• CHALLENGE
Return every line of the items below that contains the word "with".

• DATA SUPPLIED
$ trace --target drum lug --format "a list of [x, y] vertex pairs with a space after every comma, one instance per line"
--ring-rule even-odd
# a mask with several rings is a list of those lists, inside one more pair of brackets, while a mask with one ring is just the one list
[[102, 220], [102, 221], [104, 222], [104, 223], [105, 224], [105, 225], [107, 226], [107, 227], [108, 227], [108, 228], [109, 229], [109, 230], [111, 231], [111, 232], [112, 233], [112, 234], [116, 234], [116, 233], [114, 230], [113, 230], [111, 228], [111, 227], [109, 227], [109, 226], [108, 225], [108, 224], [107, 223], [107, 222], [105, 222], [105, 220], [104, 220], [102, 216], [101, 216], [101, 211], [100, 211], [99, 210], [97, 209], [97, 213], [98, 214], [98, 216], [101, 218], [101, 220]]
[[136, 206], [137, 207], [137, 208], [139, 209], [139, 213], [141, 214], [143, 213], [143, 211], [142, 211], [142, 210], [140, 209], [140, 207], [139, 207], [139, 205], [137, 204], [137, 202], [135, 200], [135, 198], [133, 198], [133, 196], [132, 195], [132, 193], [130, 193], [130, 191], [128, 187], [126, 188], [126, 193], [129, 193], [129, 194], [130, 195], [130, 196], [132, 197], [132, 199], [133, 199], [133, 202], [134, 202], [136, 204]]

• RESPONSE TO THIS TASK
$ trace --target drum lug --format "a list of [x, y] vertex pairs with a space after every comma, one instance per line"
# a mask with several rings is a list of those lists, inside one more pair of brackets, while a mask with one ring is just the one list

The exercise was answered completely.